> _Exercise_
Retype, with no changes, every line from the one containing "# Trace the outline of every instance of the grass." down to the one containing "M0 0L0 36L43 20L125 9L182 11L256 31L256 0Z", including both of those lines.

Rows excerpted from a collection
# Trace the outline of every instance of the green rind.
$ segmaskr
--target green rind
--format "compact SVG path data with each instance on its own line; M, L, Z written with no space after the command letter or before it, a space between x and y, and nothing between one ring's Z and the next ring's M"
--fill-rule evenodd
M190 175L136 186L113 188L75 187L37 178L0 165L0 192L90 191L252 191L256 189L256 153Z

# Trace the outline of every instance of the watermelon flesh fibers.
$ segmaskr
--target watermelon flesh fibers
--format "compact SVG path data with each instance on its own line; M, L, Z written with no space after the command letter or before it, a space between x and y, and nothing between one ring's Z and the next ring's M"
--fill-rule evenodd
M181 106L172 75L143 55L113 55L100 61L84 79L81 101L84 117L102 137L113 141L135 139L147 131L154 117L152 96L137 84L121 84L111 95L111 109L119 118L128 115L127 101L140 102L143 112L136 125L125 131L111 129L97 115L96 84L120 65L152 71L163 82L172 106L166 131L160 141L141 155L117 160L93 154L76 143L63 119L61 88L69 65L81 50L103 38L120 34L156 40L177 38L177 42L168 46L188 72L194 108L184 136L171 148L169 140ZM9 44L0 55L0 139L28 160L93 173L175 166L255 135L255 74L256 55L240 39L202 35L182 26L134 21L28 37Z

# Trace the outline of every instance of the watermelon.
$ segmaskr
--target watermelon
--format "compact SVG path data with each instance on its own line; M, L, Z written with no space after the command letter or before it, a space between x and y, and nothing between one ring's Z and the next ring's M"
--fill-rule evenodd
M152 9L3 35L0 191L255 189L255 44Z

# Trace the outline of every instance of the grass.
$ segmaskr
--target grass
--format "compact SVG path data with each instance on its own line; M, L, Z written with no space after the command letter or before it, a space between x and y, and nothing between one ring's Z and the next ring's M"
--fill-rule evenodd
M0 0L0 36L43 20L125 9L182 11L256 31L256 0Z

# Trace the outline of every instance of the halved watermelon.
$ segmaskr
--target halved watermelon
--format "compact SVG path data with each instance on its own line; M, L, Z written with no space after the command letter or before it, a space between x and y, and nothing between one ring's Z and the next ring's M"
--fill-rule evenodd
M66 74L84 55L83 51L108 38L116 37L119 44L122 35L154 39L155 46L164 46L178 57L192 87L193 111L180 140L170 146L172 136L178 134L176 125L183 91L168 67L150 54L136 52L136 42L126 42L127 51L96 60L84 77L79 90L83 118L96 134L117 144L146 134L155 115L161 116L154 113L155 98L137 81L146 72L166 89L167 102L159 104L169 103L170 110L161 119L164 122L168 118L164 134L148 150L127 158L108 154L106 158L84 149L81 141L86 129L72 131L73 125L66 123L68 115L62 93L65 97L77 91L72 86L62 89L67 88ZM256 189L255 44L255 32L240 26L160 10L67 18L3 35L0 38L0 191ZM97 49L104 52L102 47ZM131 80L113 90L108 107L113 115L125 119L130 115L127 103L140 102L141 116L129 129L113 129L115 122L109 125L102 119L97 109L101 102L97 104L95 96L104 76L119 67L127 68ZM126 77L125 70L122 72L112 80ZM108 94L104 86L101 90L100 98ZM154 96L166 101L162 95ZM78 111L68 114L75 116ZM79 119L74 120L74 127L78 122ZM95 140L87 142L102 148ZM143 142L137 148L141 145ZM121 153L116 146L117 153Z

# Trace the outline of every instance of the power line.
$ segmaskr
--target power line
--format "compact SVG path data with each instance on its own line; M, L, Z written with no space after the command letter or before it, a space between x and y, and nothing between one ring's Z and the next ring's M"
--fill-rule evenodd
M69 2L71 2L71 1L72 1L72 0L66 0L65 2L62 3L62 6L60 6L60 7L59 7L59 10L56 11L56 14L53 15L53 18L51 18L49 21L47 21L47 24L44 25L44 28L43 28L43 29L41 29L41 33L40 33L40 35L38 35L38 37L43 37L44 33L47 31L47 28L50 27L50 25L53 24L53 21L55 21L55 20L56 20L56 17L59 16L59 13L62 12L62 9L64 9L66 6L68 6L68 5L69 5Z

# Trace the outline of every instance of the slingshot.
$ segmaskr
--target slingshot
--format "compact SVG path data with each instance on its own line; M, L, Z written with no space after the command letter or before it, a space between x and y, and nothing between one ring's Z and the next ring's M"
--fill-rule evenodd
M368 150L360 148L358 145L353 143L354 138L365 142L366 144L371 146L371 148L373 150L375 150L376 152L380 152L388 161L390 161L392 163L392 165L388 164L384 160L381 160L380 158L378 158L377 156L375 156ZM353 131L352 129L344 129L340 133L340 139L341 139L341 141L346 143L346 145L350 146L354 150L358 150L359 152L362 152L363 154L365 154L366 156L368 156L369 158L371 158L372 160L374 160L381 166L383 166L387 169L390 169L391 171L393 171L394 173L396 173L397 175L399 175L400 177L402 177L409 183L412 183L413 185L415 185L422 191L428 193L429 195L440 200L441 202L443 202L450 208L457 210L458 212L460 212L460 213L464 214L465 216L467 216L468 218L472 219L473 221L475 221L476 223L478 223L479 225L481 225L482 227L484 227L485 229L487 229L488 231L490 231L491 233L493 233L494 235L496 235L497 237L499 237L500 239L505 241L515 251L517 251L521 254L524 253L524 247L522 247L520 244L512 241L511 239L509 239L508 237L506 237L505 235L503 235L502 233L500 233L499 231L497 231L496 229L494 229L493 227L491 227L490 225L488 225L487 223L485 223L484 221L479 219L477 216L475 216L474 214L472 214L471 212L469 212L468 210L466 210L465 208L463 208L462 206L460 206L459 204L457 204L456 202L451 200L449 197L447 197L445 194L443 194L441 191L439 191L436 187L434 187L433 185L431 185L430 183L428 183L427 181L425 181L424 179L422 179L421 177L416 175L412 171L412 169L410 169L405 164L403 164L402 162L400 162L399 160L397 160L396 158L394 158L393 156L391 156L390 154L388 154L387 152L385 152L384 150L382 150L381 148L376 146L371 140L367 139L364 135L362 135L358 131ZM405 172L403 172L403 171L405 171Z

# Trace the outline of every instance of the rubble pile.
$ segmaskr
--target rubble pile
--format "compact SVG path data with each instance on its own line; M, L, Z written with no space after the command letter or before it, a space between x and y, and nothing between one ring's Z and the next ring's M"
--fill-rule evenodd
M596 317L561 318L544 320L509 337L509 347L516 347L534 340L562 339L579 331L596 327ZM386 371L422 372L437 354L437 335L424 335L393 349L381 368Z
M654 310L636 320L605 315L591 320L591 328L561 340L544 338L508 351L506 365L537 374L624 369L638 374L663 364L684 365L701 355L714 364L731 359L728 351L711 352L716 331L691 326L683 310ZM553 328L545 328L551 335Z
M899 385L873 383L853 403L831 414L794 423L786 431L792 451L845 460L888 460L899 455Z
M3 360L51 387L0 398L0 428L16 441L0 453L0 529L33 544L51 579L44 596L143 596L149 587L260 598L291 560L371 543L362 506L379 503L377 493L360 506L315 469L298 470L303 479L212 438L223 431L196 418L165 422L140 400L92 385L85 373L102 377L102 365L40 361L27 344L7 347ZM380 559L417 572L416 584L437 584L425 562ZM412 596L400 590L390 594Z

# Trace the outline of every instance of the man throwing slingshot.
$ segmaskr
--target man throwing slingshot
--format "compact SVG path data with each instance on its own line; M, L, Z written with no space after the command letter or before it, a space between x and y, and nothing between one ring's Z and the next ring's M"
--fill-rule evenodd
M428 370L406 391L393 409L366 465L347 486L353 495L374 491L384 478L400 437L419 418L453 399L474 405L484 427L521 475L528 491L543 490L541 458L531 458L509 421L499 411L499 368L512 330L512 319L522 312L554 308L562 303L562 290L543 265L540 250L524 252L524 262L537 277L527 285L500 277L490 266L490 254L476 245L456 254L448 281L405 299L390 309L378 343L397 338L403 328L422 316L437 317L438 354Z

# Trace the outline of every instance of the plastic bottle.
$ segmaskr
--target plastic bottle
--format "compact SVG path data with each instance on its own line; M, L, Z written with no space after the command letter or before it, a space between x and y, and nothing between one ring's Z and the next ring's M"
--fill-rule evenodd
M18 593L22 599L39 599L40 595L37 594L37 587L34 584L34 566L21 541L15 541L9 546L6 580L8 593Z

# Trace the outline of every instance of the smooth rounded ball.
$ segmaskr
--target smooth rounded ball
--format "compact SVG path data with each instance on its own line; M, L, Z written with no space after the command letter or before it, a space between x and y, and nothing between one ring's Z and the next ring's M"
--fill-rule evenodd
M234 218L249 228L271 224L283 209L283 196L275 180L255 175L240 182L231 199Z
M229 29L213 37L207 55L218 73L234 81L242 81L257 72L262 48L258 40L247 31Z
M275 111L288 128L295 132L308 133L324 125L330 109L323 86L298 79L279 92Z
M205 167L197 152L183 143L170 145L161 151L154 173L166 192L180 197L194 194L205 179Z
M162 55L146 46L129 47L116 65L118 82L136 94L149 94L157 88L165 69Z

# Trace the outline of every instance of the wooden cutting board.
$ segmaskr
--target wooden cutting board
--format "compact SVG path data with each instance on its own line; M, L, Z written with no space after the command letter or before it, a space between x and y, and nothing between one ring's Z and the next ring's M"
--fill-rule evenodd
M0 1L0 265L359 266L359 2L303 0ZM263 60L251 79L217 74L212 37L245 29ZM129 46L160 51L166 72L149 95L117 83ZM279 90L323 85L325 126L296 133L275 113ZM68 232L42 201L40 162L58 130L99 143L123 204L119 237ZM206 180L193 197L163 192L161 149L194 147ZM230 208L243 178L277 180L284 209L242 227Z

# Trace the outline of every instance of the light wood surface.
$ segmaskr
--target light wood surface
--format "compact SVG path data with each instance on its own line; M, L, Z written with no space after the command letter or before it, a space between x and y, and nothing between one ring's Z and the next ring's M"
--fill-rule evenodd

> _Response_
# Trace the outline of every instance of the grass.
$ segmaskr
--target grass
--format "compact SVG path data with each instance on its own line; M, L, Z written with no space after the command letter or before it, a space between x and y, and nothing between one ring's Z and the next ring's M"
--fill-rule evenodd
M0 0L0 36L43 20L125 9L182 11L256 31L256 0Z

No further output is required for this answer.